*** Opening of Dataset ***

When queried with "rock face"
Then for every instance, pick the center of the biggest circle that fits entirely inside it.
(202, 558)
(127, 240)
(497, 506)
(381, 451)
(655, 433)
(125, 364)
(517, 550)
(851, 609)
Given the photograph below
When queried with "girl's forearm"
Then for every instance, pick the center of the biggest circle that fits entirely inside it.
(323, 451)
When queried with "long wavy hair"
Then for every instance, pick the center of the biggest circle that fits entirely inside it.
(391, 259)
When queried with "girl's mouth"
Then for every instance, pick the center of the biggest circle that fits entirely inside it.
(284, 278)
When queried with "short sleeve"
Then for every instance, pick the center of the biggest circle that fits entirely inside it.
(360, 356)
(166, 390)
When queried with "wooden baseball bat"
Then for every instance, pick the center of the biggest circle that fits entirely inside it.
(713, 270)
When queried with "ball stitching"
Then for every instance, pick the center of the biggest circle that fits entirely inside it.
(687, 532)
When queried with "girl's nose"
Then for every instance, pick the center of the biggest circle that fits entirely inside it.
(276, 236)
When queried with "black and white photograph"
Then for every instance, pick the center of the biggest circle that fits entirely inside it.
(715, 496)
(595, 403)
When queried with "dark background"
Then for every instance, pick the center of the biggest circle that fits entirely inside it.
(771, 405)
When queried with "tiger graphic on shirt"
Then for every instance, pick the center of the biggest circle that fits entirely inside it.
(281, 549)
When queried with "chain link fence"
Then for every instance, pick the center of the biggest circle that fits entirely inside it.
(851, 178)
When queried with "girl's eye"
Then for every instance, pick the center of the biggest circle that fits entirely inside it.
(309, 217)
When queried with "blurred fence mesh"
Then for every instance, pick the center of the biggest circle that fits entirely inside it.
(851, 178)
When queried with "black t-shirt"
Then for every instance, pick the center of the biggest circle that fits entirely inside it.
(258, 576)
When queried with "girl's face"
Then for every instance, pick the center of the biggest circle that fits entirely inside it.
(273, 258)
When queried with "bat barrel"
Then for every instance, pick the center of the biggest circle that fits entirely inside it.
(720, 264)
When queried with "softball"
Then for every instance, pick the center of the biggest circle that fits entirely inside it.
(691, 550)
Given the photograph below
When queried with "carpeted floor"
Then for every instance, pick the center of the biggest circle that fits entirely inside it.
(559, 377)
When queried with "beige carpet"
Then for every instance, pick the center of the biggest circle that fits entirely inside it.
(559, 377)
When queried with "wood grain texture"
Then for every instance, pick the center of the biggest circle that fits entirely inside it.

*** Close of Dataset ***

How many of the lines above hold the word "shirt"? Give only that number.

**Response for this exercise:**
2